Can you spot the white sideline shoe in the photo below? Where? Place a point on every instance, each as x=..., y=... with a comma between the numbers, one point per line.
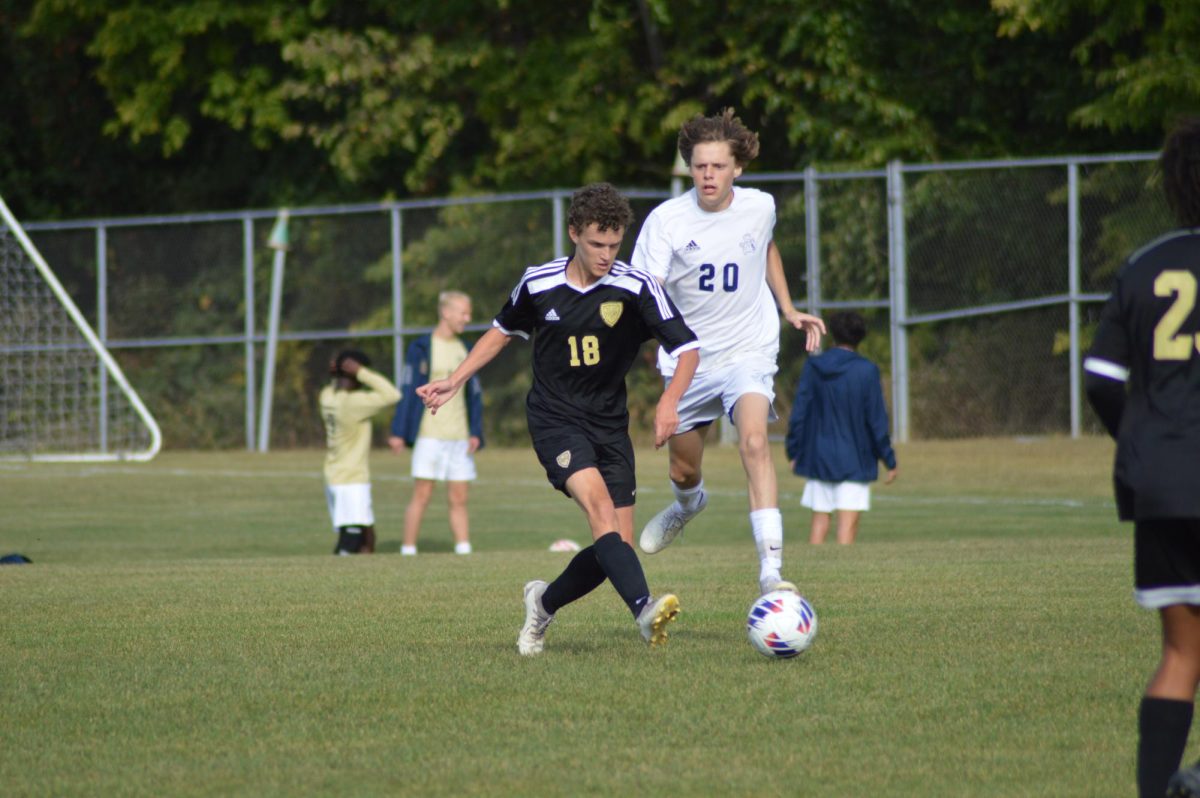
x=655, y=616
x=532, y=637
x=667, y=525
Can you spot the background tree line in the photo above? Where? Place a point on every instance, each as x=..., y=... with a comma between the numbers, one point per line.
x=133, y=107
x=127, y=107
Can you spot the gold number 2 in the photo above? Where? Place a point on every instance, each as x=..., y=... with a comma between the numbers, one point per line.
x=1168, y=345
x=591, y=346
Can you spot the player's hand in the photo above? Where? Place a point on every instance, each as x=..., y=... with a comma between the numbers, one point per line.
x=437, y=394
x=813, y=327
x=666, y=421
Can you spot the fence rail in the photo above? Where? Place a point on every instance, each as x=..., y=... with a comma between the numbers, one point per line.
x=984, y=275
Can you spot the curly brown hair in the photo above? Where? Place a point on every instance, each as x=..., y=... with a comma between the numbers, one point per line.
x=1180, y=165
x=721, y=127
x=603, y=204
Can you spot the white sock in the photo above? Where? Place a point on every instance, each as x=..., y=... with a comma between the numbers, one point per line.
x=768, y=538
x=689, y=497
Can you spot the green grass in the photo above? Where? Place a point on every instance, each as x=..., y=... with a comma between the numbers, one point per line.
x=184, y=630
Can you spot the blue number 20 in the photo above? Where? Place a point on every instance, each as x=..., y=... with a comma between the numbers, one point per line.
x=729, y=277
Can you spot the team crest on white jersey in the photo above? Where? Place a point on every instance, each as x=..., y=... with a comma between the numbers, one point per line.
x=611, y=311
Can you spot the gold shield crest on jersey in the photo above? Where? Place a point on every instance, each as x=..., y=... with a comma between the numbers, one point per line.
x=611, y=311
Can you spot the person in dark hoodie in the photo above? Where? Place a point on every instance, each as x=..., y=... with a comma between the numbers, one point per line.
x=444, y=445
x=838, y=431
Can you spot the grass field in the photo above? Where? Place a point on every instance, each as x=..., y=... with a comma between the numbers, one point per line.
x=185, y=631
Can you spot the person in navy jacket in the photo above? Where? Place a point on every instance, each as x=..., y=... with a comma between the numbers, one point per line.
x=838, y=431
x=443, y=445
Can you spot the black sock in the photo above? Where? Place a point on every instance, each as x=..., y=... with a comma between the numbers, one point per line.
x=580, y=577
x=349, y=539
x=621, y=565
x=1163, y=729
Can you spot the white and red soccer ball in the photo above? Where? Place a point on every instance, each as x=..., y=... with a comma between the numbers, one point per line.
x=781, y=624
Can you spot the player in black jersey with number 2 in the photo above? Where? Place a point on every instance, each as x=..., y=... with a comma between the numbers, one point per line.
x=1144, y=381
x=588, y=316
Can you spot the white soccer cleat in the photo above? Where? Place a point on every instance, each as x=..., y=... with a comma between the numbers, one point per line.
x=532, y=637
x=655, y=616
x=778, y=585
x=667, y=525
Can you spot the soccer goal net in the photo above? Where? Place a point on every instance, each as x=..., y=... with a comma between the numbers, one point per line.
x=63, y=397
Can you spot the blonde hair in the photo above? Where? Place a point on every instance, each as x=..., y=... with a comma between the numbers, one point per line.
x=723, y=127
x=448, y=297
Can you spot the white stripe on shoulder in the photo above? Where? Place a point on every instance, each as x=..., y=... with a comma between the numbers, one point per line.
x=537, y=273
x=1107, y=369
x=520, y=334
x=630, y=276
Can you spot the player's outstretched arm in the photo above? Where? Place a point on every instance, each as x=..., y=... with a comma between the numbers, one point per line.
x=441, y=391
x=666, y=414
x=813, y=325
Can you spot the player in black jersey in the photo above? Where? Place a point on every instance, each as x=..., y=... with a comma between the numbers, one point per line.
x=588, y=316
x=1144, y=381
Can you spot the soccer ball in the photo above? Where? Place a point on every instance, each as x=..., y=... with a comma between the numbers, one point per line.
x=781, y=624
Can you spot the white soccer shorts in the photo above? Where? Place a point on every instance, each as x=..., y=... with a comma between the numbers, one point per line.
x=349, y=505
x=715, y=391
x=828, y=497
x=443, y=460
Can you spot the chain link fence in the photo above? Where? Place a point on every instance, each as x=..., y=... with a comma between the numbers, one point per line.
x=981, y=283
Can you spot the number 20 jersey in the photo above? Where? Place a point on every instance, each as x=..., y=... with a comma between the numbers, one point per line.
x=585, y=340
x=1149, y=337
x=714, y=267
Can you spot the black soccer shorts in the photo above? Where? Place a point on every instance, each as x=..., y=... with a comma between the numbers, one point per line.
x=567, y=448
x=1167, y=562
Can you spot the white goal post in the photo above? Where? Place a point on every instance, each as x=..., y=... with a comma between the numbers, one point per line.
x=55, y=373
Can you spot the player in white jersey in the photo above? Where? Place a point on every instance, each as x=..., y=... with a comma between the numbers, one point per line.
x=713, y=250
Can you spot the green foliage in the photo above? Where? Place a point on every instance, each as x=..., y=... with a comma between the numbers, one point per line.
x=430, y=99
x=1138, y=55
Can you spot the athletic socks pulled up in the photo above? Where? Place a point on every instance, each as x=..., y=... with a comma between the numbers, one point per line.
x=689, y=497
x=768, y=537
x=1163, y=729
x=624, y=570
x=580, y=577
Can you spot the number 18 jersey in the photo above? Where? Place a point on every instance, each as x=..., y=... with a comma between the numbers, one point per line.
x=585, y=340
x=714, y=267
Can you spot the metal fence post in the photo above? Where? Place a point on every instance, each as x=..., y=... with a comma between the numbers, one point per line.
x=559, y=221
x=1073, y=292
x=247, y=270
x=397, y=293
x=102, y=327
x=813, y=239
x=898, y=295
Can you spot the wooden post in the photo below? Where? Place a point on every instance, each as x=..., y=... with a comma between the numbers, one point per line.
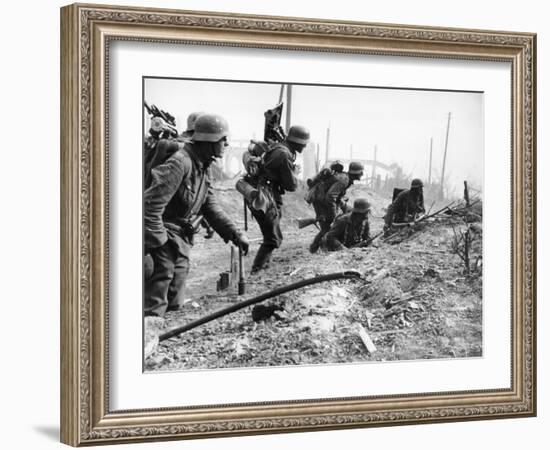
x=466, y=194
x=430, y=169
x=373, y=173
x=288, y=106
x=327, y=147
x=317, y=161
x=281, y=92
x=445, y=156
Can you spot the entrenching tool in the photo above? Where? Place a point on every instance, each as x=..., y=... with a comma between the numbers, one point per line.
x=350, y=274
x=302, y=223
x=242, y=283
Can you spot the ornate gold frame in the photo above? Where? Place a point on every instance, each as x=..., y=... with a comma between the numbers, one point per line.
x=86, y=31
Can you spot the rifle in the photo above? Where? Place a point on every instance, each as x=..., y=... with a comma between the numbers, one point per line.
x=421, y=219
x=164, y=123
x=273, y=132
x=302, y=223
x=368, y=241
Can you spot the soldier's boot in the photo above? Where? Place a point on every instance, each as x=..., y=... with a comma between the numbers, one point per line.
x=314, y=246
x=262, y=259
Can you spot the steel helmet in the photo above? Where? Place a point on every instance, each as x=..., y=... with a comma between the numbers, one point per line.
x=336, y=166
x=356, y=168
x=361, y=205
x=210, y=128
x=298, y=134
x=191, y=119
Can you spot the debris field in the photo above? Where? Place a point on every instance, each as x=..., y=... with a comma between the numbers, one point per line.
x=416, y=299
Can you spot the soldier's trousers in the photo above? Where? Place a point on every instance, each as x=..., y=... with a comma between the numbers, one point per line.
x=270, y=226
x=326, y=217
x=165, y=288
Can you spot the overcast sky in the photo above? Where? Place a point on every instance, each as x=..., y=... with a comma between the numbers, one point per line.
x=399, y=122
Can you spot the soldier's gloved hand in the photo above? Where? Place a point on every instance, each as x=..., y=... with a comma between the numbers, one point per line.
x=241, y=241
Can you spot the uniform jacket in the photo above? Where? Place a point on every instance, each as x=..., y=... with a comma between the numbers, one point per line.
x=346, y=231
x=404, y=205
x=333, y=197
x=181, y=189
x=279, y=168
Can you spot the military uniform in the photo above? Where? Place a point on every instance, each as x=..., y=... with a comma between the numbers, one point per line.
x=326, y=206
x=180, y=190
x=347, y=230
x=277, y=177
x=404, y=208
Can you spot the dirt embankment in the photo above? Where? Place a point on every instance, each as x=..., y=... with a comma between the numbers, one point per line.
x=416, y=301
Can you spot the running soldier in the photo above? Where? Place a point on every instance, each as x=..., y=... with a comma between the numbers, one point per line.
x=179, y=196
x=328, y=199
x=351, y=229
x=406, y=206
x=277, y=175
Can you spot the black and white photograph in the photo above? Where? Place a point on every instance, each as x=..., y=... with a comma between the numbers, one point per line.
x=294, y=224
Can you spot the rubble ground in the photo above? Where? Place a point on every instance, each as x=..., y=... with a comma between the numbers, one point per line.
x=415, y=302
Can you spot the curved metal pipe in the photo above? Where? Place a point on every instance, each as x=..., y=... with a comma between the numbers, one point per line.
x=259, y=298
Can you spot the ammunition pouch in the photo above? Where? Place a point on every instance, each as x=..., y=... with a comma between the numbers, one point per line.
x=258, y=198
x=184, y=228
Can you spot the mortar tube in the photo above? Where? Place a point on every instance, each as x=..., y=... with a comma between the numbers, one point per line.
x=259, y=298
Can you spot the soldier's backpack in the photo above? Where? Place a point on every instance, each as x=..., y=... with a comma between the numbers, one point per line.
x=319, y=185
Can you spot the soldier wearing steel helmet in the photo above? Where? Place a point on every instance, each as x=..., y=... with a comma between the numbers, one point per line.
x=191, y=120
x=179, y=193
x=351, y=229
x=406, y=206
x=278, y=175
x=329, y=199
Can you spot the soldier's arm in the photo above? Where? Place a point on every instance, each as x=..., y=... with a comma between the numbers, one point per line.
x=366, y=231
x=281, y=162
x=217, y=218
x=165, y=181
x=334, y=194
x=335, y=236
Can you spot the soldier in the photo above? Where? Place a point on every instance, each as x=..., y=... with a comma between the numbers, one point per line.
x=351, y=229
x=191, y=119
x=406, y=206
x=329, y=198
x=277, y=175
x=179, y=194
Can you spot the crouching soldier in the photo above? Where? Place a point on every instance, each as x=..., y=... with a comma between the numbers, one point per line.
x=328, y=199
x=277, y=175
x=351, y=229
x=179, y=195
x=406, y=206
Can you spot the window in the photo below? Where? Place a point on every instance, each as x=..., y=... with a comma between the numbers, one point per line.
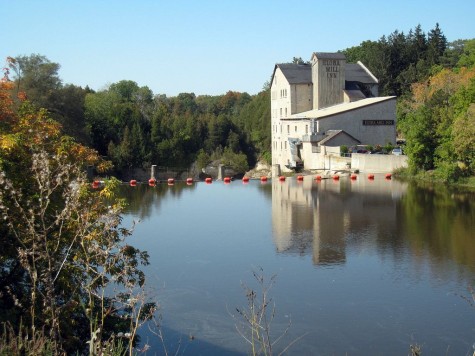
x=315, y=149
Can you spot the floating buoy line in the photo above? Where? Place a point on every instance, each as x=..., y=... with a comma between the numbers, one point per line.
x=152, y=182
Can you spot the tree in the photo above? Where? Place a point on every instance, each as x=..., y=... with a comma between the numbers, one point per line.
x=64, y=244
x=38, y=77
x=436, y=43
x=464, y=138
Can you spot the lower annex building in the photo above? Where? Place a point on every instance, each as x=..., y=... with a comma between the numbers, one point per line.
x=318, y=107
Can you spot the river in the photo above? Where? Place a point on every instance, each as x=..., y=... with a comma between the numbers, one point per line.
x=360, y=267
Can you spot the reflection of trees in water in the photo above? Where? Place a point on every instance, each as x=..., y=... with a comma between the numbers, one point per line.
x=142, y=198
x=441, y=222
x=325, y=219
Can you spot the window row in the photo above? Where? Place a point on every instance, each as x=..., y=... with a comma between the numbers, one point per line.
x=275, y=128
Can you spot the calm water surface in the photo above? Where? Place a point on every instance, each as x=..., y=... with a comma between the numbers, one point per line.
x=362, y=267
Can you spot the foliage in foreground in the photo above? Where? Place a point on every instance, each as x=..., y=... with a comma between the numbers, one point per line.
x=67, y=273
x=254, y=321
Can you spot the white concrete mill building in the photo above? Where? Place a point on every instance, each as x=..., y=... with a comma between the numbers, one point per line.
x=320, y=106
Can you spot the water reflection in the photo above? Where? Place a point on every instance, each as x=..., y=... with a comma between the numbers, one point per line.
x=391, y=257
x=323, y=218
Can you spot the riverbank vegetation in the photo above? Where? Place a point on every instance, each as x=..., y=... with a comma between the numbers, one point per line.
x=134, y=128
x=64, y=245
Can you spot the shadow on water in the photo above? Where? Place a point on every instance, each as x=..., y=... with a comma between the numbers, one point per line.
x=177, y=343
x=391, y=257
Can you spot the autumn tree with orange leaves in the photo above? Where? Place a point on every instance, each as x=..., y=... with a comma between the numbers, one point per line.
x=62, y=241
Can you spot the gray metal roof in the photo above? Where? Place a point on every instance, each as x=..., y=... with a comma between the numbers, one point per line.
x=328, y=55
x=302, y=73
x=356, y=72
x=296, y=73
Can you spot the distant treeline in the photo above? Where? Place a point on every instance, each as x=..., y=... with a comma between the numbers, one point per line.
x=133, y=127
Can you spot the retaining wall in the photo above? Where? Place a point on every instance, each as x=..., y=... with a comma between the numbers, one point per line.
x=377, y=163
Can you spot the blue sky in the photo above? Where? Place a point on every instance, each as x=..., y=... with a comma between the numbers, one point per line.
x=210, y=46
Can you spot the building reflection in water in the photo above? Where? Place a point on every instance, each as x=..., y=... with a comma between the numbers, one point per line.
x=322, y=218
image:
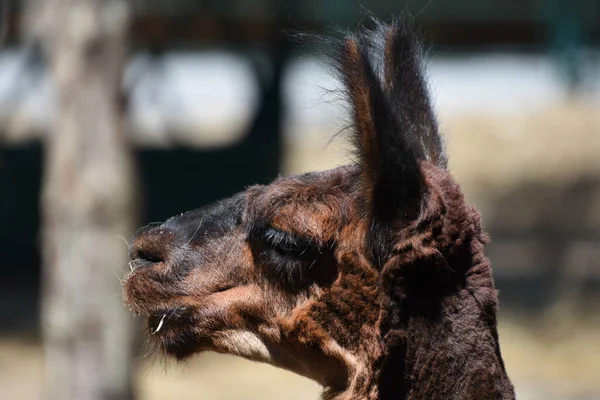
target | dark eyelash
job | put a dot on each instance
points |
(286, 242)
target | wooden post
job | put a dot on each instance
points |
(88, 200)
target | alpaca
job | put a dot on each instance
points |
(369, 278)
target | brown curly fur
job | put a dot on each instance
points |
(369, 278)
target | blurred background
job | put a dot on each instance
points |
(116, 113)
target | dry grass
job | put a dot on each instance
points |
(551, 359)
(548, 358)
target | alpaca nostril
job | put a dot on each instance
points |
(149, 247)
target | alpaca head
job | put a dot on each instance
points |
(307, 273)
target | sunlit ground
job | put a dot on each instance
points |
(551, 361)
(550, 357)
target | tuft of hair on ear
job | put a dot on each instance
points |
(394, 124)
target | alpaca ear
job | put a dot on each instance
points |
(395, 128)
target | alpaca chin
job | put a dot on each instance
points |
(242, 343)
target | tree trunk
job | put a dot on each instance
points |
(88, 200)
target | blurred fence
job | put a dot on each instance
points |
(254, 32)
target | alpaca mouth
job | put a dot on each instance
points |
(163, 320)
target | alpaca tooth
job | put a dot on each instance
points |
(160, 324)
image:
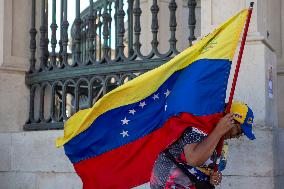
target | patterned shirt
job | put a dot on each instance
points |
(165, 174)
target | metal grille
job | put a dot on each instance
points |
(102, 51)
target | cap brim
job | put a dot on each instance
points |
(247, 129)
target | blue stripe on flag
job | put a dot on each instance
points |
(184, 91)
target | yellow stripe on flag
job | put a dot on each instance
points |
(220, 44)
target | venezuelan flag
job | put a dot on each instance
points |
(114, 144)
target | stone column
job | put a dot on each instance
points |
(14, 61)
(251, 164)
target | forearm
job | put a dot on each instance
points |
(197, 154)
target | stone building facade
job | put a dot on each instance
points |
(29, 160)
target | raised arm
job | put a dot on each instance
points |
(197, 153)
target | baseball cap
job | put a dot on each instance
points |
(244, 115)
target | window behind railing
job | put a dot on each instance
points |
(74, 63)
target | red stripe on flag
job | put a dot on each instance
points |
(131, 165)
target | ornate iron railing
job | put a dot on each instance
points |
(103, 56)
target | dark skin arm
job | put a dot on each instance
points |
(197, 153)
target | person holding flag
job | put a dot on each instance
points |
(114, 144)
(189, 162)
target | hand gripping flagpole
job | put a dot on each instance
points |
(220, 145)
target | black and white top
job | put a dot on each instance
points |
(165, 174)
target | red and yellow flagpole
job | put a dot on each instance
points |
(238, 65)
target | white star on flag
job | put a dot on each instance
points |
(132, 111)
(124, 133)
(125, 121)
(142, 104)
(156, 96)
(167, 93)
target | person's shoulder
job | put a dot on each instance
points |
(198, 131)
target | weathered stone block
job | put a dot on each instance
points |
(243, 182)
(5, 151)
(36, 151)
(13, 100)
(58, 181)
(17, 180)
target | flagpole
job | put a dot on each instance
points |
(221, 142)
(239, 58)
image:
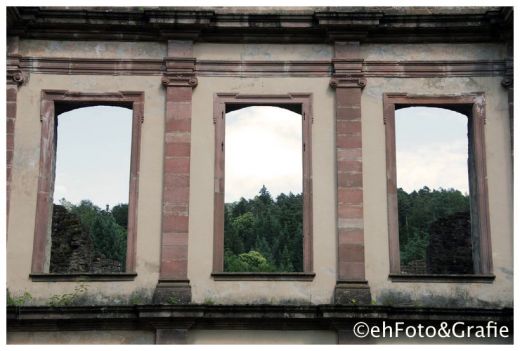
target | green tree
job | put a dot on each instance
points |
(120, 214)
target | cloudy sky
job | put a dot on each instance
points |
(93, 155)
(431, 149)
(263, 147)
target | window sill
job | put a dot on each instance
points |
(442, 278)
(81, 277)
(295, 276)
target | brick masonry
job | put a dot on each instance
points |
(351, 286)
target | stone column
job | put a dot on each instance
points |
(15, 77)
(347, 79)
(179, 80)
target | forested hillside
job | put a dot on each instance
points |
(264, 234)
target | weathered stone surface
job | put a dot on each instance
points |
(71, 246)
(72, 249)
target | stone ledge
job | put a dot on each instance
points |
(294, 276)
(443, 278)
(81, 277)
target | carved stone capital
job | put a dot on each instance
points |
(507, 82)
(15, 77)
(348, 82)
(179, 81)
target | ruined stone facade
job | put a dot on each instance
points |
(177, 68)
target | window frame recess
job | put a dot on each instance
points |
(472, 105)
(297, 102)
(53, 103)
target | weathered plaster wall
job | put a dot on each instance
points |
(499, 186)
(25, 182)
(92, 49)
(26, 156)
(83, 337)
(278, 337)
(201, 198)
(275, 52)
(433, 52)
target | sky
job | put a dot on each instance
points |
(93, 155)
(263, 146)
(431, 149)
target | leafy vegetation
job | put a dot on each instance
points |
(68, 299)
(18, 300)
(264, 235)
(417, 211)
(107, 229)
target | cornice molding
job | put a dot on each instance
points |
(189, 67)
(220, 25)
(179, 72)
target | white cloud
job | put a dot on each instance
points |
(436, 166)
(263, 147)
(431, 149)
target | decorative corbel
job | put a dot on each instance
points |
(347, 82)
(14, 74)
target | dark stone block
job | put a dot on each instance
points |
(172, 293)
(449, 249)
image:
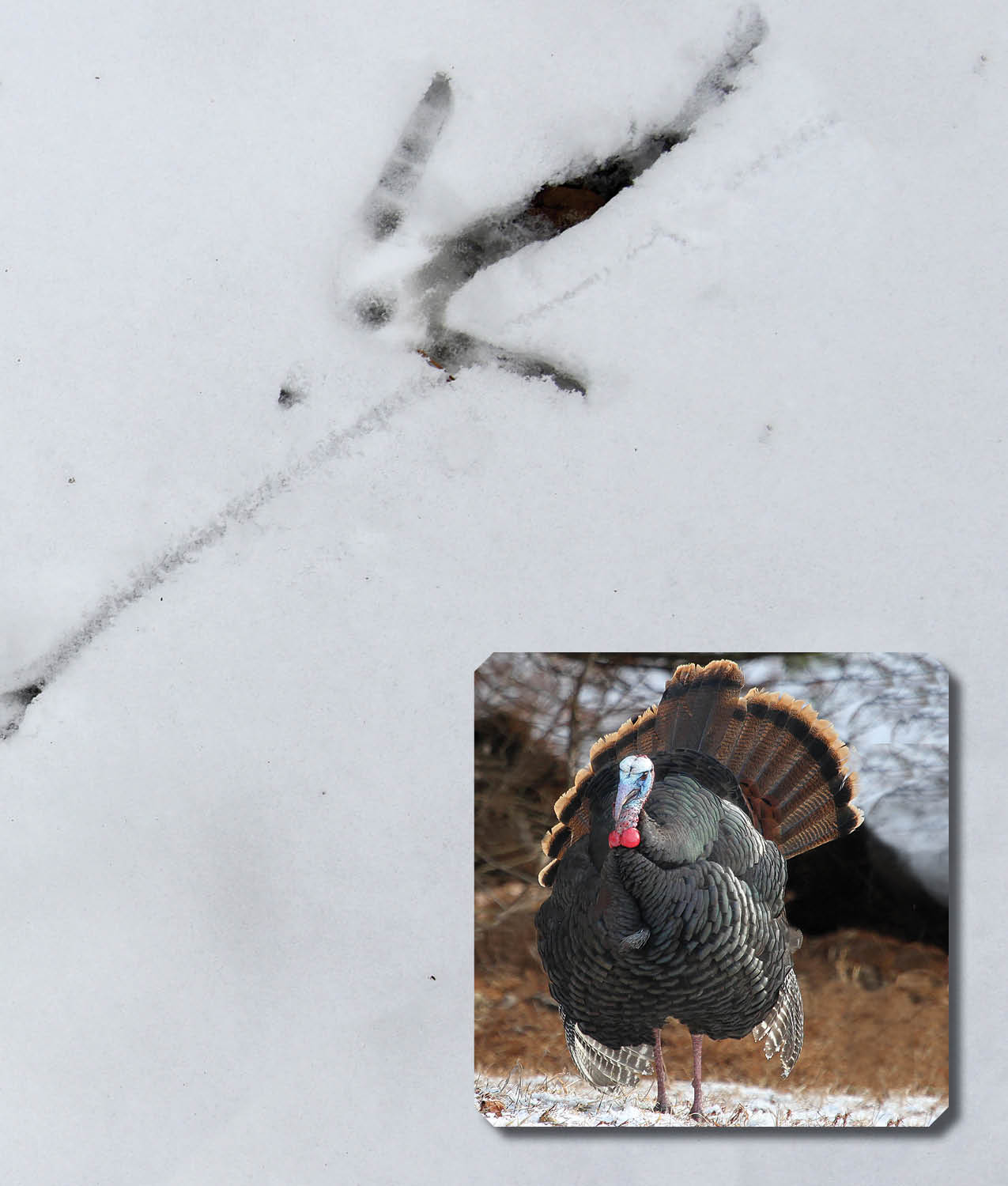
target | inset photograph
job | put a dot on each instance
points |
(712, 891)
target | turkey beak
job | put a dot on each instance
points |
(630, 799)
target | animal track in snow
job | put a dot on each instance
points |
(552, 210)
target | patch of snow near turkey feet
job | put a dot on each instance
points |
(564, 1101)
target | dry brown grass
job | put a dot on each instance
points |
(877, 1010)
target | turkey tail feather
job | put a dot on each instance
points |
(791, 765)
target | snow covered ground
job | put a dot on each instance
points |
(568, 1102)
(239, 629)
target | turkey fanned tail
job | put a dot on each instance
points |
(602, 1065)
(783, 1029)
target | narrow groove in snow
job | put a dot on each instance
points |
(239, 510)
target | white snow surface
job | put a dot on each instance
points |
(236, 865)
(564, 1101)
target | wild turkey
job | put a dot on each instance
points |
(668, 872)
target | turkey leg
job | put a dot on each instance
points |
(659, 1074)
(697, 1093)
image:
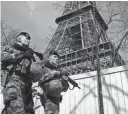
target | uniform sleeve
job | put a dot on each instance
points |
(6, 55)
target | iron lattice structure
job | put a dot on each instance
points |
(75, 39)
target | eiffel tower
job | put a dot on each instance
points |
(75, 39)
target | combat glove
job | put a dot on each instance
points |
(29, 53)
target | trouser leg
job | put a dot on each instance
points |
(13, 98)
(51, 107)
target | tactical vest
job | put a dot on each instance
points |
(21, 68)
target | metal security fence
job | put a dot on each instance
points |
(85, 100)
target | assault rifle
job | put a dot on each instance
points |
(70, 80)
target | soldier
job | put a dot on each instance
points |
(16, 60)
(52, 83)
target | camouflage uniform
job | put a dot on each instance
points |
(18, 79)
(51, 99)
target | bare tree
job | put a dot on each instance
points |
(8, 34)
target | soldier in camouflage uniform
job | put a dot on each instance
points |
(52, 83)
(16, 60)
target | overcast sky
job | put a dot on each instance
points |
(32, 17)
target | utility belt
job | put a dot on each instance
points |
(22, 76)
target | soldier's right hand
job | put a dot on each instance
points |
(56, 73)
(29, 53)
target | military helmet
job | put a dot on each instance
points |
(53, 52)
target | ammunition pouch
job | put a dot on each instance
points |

# Exercise aim
Each line in which the string "yellow" is found must be copied from the data.

# Solution below
target | yellow stripe on flag
target | red and yellow flagpole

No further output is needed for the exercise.